## [What the task asks]
Every line from the line containing "Query: timor-leste flag" through the final line below must be returned exactly, and no other line.

## [Records for processing]
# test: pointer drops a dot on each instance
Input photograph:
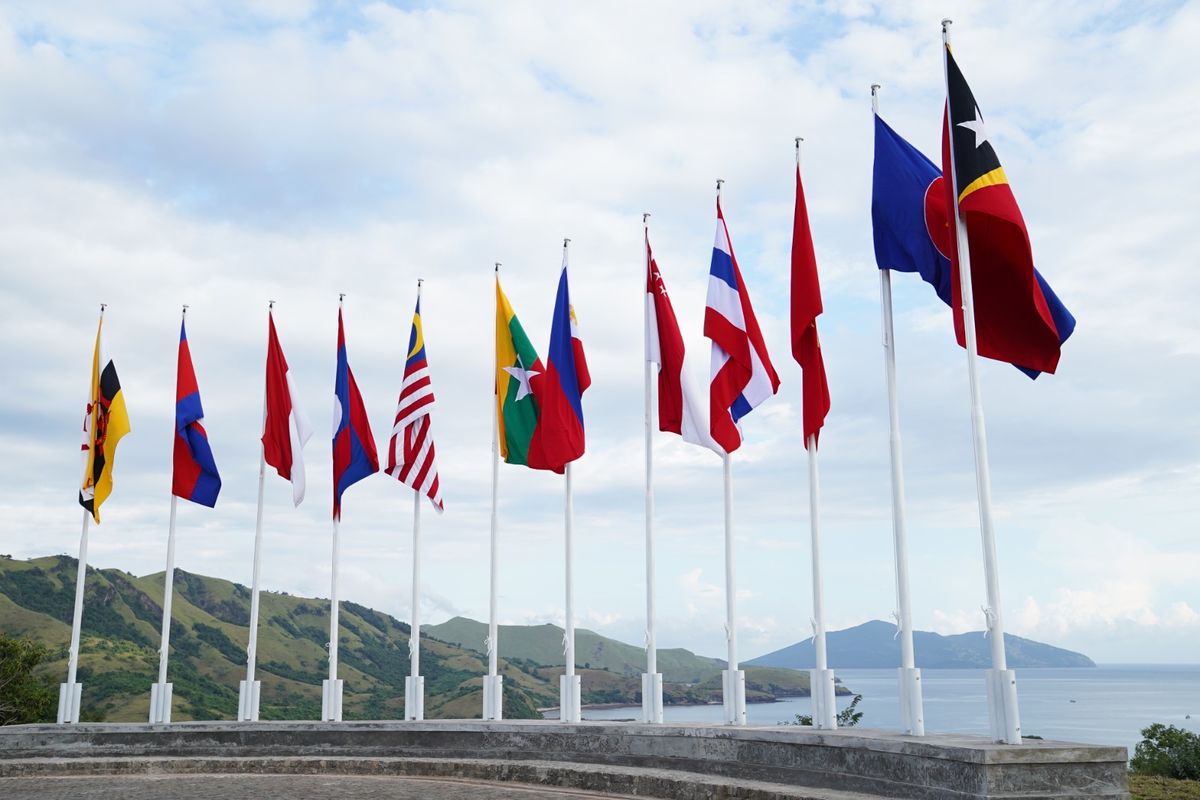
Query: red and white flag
(411, 455)
(286, 428)
(681, 405)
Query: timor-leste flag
(517, 372)
(1013, 319)
(103, 425)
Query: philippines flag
(558, 437)
(354, 453)
(411, 455)
(742, 374)
(195, 473)
(285, 428)
(681, 410)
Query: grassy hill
(544, 644)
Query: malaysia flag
(195, 473)
(742, 374)
(681, 409)
(286, 429)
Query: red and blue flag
(195, 473)
(354, 453)
(558, 437)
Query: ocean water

## [Solved exercise]
Query: timor-leste flag
(517, 372)
(1013, 319)
(103, 425)
Query: philippines flag
(558, 437)
(354, 453)
(411, 455)
(742, 374)
(195, 473)
(285, 428)
(681, 410)
Query: grassy hill
(544, 644)
Query: malaysia flag
(195, 473)
(742, 374)
(681, 409)
(286, 429)
Query: red and blue flag
(195, 473)
(354, 453)
(558, 437)
Query: ocean water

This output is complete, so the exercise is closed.